取り組む問題:
A: ITヘルプデスクに関する文章で、ITヘルプデスクの主な役割として挙げられている業務をすべて書き出してください。
B: ITヘルプデスクに関する文章を、途切れたところから書き継いでください。

対象の文章:
--------------------------------------------------
ITヘルプデスクとは、企業や組織内の従業員や顧客から寄せられるIT関連の問い合わせやトラブルに対応する窓口です。情報システム部門の一つの機能として位置づけられることが多く、ユーザーのITに関する問題解決を支援することで、業務の円滑な遂行をサポートする重要な役割を担っています。近年、企業のIT環境が複雑化するにつれて、ヘルプデスクの重要性はますます高まっています。

ITヘルプデスクの役割

ITヘルプデスクの主な役割は、ユーザーからの問い合わせ対応、トラブルシューティング、IT機器やソフトウェアの操作方法の案内、アカウント管理、システム障害時の一次対応などです。これらの業務を通して、ユーザーの生産性向上、システムの安定稼働、セキュリティリスクの軽減に貢献します。また、ユーザーからの問い合わせ内容を分析することで、システム改善やサービス向上につなげる役割も担っています。

ITヘルプデスクの種類

ITヘルプデスクは、提供範囲や対象ユーザーによって、いくつかの種類に分類されます。

種類 内容 対象ユーザー
社内ヘルプデスク 自社の従業員からの問い合わせやトラブルシューティングに対応 従業員
社外ヘルプデスク 自社製品やサービスを利用する顧客からの問い合わせに対応 顧客
専門ヘルプデスク 特定のシステムやソフトウェアに関する専門的な問い合わせに対応 特定のシステム利用者

また、サポートレベルによっても分類されます。

レベル 内容
一次受付 一般的な問い合わせや簡単なトラブルに対応。一次受付で解決できない場合は、二次受付にエスカレーションする
二次受付 より専門的な知識やスキルが必要な問い合わせに対応。一次受付では解決できない複雑なトラブルを対応する
三次受付 高度な専門知識を持つエンジニアが対応。二次受付でも解決できない根本原因の調査やシステム改修などを行う

これらの分類は必ずしも明確に区別されるわけではなく、企業の規模や組織体制によって異なる場合があります。
例えば、小規模企業では一次受付と二次受付を兼任する場合もあり、大規模企業では、さらに細かくレベル分けされている場合もあります。近年では、多層サポートモデルが主流となっています。

ITヘルプデスクのよくある課題

ITヘルプデスクは企業の円滑なIT運用を支える重要な役割を担っていますが、様々な課題を抱えていることも事実です。そこで、ITヘルプデスクが直面するよくある課題について詳しく解説します。

問い合わせ殺到による負担増加

多くの企業では、ITヘルプデスクに問い合わせが集中し、担当者の負担過多となっている現状があります。
特に、システム障害発生時や新システム導入時といった局面では、問い合わせが急増し、対応が追いつかなくなるケースも少なくありません。慢性的な人手不足となっている現場も多く、担当者が疲弊して離職。残った人材が過大な負担を背負うという負のスパイラルにつながる可能性も懸念されます。

属人化による業務のブラックボックス化

特定の担当者に業務が集中し、ノウハウや情報が共有されないまま属人化してしまうケースもよく見られます。属人化は業務のブラックボックス化を招き、業務改善の妨げにもなります。
--------------------------------------------------
提示資料:
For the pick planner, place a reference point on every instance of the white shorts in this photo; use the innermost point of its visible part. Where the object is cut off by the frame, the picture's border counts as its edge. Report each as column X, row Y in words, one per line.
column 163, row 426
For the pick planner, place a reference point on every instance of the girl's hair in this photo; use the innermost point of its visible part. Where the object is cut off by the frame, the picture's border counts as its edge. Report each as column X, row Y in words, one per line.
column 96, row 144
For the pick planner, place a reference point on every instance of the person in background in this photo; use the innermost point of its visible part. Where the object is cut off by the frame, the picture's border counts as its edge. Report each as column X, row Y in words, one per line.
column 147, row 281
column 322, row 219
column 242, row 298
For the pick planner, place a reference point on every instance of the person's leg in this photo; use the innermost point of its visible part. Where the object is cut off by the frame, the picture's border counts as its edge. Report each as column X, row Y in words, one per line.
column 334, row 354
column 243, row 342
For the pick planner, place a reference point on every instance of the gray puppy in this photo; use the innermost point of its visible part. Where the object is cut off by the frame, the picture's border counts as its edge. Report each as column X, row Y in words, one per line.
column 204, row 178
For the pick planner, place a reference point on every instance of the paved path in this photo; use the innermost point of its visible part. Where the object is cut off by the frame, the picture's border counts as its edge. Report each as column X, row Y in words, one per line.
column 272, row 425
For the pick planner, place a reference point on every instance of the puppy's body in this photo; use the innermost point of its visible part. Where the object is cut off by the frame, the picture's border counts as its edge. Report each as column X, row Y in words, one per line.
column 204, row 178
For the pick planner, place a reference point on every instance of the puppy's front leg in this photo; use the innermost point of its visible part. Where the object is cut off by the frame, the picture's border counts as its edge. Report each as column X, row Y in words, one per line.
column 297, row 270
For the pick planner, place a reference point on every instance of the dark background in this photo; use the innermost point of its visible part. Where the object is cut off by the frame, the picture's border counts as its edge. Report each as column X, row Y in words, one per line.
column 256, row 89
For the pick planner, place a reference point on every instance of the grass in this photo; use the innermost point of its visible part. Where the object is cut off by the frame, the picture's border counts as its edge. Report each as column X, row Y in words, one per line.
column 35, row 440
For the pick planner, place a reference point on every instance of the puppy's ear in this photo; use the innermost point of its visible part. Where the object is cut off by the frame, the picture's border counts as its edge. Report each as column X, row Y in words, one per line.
--------------------------------------------------
解答:
A:
・ユーザーからの問い合わせ対応
・トラブルシューティング
・IT機器やソフトウェアの操作方法の案内
・アカウント管理
・システム障害時の一次対応

B:
担当者間で情報が共有されないまま、担当者が不在となった場合を考えてください。他のメンバーが対応できなかったり、対応時間が長引いたりして、業務が滞り、社内全体に悪影響を及ぼしかねないのです。

対応品質のばらつき

属人化に加えて、課題となるのが対応品質のばらつきです。経験の浅い担当者や、特定の分野に知識が偏っている担当者がいる場合、対応のスピードや質にばらつきが生じる可能性があります。これは、業務効率の悪化、そして企業全体の停滞につながりかねない課題です。

セキュリティリスクへの対応

近年、サイバー攻撃の巧妙化・複雑化が進んでおり、ITヘルプデスクもセキュリティリスクへの対応が求められています。フィッシングメールや不正アクセスなどのインシデント発生時には、迅速かつ適切な対応が不可欠です。
また、個人情報保護の観点からも、セキュリティ対策の強化は必須といえるでしょう。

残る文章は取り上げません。